* YOUR OBJECTIVE
Give again, word for word, only the lines from the one containing "Drop a pin on the egret standing" through the final line.

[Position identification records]
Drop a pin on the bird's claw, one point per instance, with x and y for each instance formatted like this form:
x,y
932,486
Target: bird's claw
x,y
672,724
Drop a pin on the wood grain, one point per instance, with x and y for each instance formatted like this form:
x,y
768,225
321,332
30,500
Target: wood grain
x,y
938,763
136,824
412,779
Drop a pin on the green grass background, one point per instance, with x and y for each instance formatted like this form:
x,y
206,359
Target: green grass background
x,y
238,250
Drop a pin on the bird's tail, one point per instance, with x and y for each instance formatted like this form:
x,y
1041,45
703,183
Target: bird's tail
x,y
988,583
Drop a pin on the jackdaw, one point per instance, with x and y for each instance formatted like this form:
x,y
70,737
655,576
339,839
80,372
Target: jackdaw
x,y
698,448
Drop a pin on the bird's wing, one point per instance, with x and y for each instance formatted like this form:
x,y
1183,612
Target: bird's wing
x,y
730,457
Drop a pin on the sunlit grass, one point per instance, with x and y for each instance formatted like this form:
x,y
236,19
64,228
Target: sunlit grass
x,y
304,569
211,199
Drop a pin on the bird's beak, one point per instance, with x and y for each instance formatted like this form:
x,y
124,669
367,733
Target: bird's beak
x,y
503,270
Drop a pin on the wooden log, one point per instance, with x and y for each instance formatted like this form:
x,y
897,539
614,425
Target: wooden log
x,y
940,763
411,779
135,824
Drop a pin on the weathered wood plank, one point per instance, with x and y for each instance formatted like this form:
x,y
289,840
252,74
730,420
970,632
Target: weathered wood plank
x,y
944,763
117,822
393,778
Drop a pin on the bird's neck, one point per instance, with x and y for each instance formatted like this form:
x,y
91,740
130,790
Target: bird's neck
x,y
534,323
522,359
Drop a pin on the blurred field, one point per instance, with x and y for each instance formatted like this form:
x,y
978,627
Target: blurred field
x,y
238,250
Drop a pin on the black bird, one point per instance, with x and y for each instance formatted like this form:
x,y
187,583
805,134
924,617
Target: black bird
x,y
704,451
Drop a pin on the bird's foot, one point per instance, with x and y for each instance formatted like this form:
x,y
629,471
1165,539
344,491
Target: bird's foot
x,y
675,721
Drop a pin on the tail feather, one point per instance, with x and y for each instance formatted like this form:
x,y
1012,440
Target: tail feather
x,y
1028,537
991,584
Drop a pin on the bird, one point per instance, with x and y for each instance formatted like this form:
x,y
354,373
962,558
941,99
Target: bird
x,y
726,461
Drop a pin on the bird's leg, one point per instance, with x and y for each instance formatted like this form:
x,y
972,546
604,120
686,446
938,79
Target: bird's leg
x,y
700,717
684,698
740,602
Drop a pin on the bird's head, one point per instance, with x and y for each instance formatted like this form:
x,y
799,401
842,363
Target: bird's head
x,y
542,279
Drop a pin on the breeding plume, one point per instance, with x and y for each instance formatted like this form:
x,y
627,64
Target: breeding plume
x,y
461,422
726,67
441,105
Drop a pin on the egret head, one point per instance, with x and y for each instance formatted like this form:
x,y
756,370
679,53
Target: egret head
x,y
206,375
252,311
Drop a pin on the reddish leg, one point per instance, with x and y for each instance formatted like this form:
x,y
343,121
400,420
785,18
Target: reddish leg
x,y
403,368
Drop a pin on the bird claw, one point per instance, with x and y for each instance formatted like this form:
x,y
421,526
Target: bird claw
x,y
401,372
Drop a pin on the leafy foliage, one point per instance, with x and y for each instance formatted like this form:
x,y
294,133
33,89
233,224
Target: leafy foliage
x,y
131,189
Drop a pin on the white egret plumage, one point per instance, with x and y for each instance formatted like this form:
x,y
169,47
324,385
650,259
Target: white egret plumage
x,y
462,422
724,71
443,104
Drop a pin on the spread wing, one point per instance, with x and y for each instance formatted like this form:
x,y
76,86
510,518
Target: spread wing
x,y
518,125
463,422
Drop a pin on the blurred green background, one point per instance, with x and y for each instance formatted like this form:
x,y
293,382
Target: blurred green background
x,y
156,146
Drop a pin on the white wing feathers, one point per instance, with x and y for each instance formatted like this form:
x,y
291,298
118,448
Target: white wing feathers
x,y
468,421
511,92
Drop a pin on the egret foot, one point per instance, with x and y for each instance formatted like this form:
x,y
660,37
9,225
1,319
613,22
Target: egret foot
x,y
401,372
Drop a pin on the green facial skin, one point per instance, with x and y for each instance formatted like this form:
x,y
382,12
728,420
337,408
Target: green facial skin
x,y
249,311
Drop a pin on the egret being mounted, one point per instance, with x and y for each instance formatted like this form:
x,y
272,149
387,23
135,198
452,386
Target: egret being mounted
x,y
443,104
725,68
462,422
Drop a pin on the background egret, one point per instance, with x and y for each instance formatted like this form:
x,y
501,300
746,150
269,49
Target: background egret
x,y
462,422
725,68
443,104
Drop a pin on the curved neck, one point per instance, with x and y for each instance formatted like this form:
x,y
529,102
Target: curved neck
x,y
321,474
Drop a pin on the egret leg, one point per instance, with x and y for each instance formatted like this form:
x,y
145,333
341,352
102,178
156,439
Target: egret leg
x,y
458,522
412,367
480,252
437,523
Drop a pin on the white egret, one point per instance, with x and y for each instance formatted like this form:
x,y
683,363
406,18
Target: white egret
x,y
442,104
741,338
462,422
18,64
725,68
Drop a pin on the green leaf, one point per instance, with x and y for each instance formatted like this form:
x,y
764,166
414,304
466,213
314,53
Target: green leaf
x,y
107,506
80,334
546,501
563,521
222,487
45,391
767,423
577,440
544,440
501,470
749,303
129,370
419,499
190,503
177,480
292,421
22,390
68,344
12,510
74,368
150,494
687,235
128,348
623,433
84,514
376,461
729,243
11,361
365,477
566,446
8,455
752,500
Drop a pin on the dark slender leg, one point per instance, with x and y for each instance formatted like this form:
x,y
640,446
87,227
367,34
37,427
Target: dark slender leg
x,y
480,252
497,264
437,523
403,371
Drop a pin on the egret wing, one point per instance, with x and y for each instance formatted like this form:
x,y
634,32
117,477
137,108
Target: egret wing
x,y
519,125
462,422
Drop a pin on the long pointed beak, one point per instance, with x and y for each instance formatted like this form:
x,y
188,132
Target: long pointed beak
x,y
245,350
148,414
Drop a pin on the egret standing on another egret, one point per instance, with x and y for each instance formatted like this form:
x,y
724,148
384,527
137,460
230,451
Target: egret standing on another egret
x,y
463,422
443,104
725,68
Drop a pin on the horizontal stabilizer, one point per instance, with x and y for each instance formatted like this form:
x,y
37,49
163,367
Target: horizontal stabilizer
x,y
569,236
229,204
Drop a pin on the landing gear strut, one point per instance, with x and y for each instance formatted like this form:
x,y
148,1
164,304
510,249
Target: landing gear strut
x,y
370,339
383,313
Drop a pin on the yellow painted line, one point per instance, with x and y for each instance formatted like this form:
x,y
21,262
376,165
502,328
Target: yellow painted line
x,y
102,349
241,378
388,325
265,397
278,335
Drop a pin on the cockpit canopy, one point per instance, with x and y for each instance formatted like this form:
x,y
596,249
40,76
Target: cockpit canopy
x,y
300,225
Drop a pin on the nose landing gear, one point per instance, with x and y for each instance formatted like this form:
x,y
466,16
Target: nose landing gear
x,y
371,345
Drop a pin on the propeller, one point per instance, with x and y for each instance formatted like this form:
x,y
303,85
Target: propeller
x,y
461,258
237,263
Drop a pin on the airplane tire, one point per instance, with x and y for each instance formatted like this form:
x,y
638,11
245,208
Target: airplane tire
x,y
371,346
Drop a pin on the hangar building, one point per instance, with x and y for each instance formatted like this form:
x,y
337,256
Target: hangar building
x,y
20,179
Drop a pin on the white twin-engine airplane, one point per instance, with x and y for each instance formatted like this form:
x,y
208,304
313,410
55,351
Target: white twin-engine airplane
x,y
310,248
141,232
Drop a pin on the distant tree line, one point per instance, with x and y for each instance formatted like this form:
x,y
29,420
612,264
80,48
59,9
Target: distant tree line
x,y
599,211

* RESULT
Drop a pin on the egret standing on another egret, one point per instance, with x and y for each instance formatted like this form:
x,y
724,148
384,527
137,460
230,451
Target: egret standing on another egret
x,y
463,422
443,104
725,68
Drop a pin on the horizontal stabilizer, one point per instance, with x and y for each instance formatted like this form:
x,y
37,49
163,367
Target: horizontal stabilizer
x,y
569,236
229,204
Drop a pin on the landing gear strut, one point per instance, with x and y for each instance formatted like this form:
x,y
148,1
164,304
510,249
Target: landing gear strut
x,y
370,339
383,313
Drop a pin on the yellow painted line, one point per instance, with x and y for each instance formatted like this form:
x,y
21,262
376,165
502,328
Target: yellow painted line
x,y
102,349
241,378
388,325
265,397
278,335
Drop a pin on the cockpit canopy, one point per instance, with x and y for each instance formatted like this form:
x,y
596,249
40,76
Target: cockpit canopy
x,y
300,225
Drop a pin on the nose landing gear, one point per instance, with x and y for each instance formatted like this form:
x,y
466,16
Target: nose landing gear
x,y
371,345
Drop a pin on the propeller, one point per instance, with x and y for each instance formatted like this form:
x,y
303,85
Target: propeller
x,y
461,258
237,263
Drop a pin on the airplane tire, one point per instance, with x and y for each instance formatted like this form:
x,y
638,11
245,208
Target: airplane tire
x,y
371,346
Drop a pin on the hangar building, one point per instance, with x and y for each instance formatted like this form:
x,y
337,256
Target: hangar building
x,y
20,179
Drop a pin on the white twin-engine airplane, one point per instance, with x and y for each instance formatted like this form:
x,y
208,304
313,410
55,351
Target: white twin-engine airplane
x,y
310,248
141,232
Drop a pin on the distant tree line, one point per instance, with x and y for each instance formatted like this form:
x,y
29,420
612,264
80,48
59,9
Target: distant tree line
x,y
599,211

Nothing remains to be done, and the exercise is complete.